Passage provided
= Oh! Phnom Penh =

"Oh! Phnom Penh" (ឱ!ភ្នំពេញ) is a Cambodian song written by Mum Bunnaray in 1979 as the Khmers Rouges left Phnom Penh and its population returned to a devastated city. It has been recognized as "Cambodia's heritage protected forever".

== History ==

=== A smot for the fall of Phnom Penh ===
"Oh! Phnom Penh" came out just a few months after the Khmer Rouge regime (Democratic Kampuchea) collapsed and the populations that were starving in the countryside could come back to the city from which they had been chased three years before. The lyrics of "Oh! Phnom Penh" were written by Keo Chenda, who would later be Minister for Culture and Information and governor of Phnom Penh from 1982 to 1985. Keo Chenda also wrote the national anthem of the People's Republic of Kampuchea. The music of "Oh, Phnom Penh!" was composed by Catholic Khmer composer Mum Bunnaray, who was working at the national radio station in Phnom Penh. The latter asked his sister Mum Sokha to sing in the single. The song was recorded on January 3, 1979, in Kratie province and first broadcast on January 7, 1979. It was the first song to be broadcast after the fall of the Khmer Rouge regime. According to Khmer scholar Linda Saphan, "blasted throughout the countryside, the song spread a message of hope and return to normalcy and a desperate reminder that music lived on despite the terror of the genocide."

This sad song marked the beginning of a new life in the field of art, culture and other fields in Cambodia, and is one among a series of songs that have helped to serve the memory of the Cambodian people until now, to heal the wounds left from the Khmer Rouge.

=== A deep song on an ideological divide after the return of monarchy ===
The use of the song, as well as the celebration of the liberation of 7 January, was controversial in the 1990s when the political parties were reunified. In the late 1990s, the song returned and was heard on public media.

=== Becoming Cambodia's heritage protected forever ===
In 2011, a controversy arose as Cambodian pop singers attempted to make a cover of the song while changing its lyrics. The move was sensitive and seen as offensive for a generation which still suffered greatly from this trauma. It was also revealing of a generation gap between a generation of parents who survived the war and children who have only suffered from its consequences. While this decision was not understood by foreign media seeing a media ban rather than the result of a national trauma, Minister Khieu Kanharith said in his letter condemning the cover of this historical landmark song that:

The meaning of the song called Or Phnom Penh Euy expresses fully enough the sufferings of the Cambodian people in the Pol Pot regime; the standing up of the patriots to save the nation; the creation of the Kampuchea United Front for National Salvation on December 2, 1978; and the great victory on January 7, 1979, when the nation was liberated and the people met each other again.

Brief A
According to the article about the song "Oh! Phnom Penh," on what date was the song first broadcast?

Stored rows
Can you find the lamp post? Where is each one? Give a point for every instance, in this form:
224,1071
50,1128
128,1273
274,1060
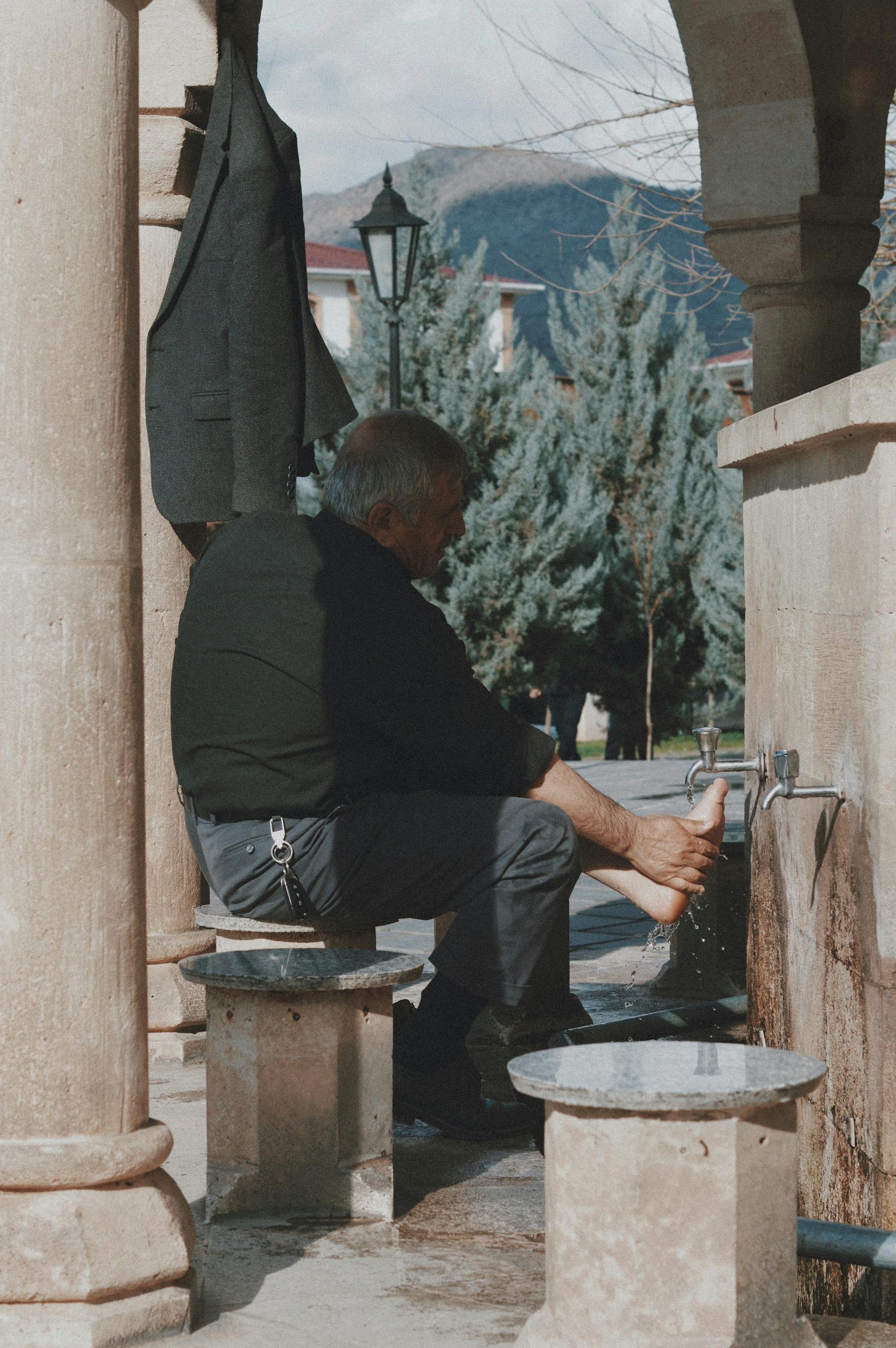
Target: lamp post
390,234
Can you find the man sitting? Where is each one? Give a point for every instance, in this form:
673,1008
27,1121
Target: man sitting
313,681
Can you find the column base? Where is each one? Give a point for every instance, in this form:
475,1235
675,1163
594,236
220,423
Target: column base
111,1324
177,1046
542,1331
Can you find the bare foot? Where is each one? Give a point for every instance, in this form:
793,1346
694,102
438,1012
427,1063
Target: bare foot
662,904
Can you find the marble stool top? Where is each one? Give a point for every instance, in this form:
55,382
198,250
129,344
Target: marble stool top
656,1076
301,971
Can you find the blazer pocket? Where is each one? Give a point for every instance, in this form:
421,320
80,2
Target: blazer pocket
211,406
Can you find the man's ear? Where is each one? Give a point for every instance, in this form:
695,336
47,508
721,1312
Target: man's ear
382,522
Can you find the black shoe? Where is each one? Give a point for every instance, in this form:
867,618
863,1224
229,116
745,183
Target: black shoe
451,1102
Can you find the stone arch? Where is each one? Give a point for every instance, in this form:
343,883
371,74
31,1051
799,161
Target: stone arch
793,99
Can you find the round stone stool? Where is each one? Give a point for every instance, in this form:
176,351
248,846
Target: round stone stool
250,935
300,1080
670,1195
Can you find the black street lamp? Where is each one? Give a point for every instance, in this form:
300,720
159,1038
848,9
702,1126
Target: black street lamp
390,234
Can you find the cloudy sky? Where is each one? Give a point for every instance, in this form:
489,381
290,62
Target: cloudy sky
363,81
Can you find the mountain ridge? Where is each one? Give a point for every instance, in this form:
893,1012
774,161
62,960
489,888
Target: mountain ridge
541,215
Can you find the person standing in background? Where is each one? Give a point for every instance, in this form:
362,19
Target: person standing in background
565,704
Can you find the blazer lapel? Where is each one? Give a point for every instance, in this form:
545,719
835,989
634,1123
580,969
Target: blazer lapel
212,169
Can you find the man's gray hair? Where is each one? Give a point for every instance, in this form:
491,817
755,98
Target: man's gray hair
391,458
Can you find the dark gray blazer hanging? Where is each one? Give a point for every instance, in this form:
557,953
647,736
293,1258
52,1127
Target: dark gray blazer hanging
239,378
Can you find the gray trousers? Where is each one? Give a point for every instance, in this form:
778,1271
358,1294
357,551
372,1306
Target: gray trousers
506,866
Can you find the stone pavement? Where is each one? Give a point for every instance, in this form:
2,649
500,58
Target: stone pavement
463,1266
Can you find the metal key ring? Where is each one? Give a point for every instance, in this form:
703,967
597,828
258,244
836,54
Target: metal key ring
282,854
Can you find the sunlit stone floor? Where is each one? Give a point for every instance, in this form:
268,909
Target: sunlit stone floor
464,1264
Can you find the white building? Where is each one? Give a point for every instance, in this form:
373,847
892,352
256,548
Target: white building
333,277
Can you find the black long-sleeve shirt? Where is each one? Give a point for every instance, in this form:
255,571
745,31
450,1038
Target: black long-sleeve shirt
309,672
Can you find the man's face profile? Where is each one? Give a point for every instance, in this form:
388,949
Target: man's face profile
421,547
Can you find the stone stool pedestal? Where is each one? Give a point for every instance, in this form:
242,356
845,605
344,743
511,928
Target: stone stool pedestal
300,1080
670,1195
236,933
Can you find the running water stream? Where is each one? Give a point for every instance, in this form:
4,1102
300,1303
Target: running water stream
663,932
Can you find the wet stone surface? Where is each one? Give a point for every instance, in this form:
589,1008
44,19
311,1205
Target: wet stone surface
658,1076
301,971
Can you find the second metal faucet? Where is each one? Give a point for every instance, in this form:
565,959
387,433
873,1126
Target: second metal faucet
787,770
706,739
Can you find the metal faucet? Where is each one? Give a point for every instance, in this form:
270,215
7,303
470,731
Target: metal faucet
787,771
706,739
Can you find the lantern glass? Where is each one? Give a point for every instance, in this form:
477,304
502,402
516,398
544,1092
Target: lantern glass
382,254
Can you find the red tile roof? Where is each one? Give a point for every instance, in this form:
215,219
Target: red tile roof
733,358
329,255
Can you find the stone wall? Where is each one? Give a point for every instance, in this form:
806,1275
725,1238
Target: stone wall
820,504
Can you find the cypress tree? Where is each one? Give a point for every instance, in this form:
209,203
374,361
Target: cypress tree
644,417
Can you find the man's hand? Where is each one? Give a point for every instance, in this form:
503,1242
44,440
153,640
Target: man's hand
674,853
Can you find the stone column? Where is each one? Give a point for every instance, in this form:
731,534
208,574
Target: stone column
670,1175
802,292
93,1234
793,103
178,63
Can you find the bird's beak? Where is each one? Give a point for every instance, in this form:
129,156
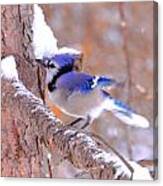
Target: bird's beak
41,62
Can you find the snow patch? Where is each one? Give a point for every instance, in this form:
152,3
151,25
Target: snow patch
44,41
140,173
8,68
64,50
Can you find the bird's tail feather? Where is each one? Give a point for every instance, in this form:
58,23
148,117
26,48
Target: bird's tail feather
123,112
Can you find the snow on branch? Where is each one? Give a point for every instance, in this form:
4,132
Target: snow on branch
77,147
8,68
44,41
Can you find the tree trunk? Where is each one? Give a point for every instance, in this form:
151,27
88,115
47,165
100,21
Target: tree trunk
17,40
32,136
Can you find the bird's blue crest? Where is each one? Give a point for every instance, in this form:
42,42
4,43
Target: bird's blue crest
65,59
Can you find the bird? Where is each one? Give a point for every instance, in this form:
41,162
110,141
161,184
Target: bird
82,95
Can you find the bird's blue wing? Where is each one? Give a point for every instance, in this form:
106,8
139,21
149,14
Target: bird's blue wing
85,83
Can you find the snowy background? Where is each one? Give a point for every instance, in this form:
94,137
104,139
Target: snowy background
117,40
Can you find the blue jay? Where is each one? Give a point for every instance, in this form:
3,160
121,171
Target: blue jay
69,87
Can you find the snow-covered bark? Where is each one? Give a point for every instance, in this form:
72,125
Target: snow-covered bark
80,149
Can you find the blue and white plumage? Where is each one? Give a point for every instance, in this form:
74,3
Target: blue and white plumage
77,94
81,95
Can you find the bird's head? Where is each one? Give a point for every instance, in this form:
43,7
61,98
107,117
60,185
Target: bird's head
61,63
65,60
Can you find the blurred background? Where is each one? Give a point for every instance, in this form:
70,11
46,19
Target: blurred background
117,41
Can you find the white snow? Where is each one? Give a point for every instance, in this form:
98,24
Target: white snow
49,155
8,68
64,50
140,173
44,41
135,120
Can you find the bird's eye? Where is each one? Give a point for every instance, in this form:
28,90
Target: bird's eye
52,65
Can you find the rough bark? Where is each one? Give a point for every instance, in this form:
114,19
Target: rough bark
31,135
17,40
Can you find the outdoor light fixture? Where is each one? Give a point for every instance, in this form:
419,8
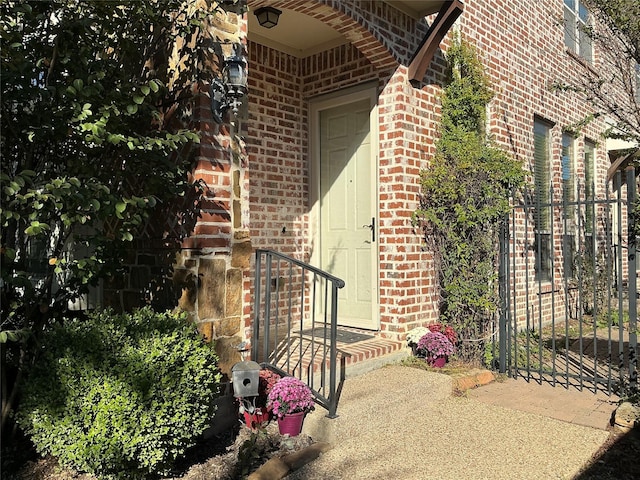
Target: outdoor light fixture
268,16
227,92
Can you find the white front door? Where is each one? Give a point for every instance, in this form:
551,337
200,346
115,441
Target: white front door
347,214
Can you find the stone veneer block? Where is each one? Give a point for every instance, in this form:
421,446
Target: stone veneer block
226,327
234,293
228,354
206,329
241,253
237,214
211,294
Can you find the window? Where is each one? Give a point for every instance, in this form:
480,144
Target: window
568,202
568,177
589,197
542,183
577,23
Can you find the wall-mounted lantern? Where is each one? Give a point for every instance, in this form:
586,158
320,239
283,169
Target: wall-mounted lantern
227,92
268,16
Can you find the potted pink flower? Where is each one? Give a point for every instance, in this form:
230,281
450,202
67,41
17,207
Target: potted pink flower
289,400
436,348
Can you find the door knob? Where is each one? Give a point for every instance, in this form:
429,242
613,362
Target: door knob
372,227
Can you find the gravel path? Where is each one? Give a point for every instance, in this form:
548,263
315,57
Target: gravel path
403,423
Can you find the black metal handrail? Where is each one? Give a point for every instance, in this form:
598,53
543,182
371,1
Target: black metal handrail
296,314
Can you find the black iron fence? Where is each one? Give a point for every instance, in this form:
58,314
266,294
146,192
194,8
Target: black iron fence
569,291
295,324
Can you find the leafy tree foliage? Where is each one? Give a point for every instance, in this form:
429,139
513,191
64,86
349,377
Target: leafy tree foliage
465,195
612,88
96,145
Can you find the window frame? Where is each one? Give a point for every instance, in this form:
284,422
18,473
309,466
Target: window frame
542,148
577,23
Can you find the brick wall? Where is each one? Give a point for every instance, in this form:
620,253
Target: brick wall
259,189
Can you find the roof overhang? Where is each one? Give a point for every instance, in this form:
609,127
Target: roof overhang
418,8
447,15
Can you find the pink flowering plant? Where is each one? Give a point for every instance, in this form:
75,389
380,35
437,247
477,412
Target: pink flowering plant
290,395
435,344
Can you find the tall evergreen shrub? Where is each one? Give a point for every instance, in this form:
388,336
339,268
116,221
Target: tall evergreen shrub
465,196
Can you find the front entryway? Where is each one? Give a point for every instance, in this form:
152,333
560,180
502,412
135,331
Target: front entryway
345,163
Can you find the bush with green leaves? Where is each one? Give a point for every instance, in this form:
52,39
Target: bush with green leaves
465,197
120,395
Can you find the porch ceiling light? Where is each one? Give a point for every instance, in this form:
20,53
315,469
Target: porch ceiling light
227,92
268,16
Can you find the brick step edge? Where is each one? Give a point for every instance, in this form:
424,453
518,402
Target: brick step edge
472,379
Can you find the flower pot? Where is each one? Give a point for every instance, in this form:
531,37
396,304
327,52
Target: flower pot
437,362
291,424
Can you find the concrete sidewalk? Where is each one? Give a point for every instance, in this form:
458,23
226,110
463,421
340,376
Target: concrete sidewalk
403,423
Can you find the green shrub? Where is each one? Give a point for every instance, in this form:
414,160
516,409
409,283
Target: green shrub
120,395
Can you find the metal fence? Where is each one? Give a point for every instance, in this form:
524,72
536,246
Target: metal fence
569,293
295,324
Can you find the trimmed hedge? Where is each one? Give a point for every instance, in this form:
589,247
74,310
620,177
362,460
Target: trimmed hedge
120,396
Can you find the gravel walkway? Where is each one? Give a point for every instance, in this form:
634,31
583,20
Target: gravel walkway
403,423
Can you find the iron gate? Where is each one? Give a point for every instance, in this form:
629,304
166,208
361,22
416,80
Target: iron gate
569,293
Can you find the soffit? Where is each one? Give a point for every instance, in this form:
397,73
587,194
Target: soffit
300,35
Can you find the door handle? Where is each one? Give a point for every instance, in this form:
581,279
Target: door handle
372,227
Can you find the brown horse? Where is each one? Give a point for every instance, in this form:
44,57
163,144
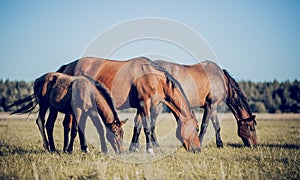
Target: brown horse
79,96
140,84
207,85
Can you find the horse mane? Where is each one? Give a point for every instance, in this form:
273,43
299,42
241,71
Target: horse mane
105,93
170,78
236,95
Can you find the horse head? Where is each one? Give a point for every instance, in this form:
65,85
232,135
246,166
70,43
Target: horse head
189,135
247,131
115,135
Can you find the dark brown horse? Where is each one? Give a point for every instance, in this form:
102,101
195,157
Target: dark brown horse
79,96
140,84
207,85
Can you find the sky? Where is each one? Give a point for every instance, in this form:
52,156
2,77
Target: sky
254,40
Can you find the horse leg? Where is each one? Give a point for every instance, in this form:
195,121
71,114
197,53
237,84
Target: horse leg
74,130
154,113
41,125
100,130
50,126
67,124
147,130
216,124
204,123
81,132
136,133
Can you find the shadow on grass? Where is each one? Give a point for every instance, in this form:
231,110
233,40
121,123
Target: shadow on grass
9,149
285,146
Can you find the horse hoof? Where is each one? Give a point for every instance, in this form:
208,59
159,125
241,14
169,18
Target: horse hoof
151,151
156,145
85,150
220,144
133,148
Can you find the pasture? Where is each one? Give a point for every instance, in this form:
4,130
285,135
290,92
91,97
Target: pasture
277,157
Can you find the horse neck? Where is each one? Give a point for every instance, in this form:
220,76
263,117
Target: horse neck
176,101
105,106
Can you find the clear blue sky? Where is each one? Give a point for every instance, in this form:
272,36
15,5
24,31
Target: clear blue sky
254,40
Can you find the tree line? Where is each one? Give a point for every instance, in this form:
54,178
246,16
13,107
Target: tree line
272,97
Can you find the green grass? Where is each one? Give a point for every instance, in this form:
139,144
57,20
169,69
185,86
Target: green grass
277,157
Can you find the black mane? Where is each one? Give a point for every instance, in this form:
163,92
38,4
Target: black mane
170,78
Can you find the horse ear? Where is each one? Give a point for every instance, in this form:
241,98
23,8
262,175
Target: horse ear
124,121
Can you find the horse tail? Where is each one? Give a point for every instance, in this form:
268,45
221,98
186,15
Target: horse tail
29,101
62,68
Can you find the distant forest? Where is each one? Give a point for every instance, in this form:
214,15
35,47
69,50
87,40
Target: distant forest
272,97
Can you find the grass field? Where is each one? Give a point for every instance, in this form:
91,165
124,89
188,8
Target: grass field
277,157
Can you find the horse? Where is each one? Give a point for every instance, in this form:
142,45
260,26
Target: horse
139,83
206,86
79,96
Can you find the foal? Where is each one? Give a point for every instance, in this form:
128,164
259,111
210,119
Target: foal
80,97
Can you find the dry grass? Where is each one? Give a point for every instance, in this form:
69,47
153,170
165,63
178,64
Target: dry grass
277,157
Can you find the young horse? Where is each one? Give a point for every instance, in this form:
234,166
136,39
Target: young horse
78,96
138,83
207,85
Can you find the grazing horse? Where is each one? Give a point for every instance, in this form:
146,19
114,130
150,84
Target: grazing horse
207,85
79,96
140,84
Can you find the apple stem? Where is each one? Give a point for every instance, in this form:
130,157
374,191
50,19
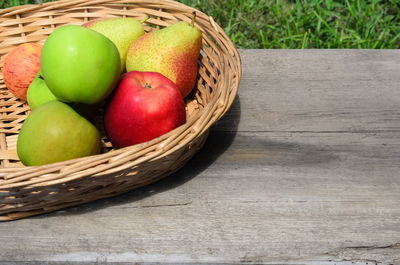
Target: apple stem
194,18
144,20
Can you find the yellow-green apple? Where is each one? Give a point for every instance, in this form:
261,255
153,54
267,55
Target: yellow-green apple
54,132
38,93
80,65
122,31
20,68
172,51
144,106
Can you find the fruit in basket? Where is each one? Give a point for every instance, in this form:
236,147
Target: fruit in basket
54,132
122,31
172,51
20,68
80,65
38,93
145,105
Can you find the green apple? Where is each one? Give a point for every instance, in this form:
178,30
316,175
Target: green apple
55,132
38,92
80,65
122,31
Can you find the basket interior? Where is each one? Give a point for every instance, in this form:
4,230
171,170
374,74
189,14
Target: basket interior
34,23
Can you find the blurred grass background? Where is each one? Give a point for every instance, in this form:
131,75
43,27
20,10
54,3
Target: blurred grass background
297,24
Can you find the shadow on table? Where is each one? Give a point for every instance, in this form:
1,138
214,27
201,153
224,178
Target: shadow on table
221,136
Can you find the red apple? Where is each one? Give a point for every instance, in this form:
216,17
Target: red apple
144,106
20,68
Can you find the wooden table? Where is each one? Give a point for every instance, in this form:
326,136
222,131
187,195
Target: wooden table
303,169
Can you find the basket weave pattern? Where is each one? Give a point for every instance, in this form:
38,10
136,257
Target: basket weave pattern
26,191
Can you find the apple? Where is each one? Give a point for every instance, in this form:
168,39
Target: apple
145,105
38,92
20,68
80,65
55,132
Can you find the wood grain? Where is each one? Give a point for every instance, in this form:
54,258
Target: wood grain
303,169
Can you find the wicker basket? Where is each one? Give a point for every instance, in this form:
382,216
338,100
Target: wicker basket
26,191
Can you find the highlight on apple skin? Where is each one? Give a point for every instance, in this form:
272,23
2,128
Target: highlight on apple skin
80,65
145,105
20,68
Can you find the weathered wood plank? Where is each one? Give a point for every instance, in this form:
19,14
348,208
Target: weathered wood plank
299,171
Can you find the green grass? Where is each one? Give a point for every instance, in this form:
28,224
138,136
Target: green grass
372,24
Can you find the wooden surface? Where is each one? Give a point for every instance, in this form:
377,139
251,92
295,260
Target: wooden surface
304,169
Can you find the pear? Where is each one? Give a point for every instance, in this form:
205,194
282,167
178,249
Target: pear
172,51
38,92
55,132
122,31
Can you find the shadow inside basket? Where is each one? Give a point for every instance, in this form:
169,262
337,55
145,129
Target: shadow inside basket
26,191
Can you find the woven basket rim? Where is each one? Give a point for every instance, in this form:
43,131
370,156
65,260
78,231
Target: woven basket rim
220,54
24,8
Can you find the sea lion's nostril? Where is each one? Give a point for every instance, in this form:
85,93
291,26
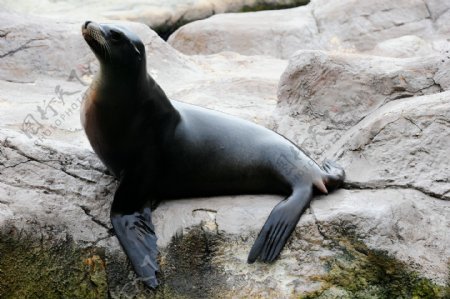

Brief B
Pick out and copy every line of the entries that contains the word "post".

Complete output A
January 7, 1979.

Complete output B
Can you find the lamp post? Where is each one? Give a point for every instance, in this form:
Target: lamp post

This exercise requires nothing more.